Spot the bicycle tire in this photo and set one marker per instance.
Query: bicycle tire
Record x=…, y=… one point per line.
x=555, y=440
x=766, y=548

▶ **SHORT EXERCISE**
Render the material above as a JSON list of strings, one string per line, with blank lines left out.

▶ **EXERCISE SOLUTION**
[
  "Spot the bicycle tire in this photo and set one marker per instance.",
  "Query: bicycle tire",
  "Record x=…, y=… one point per line.",
  "x=555, y=440",
  "x=766, y=548"
]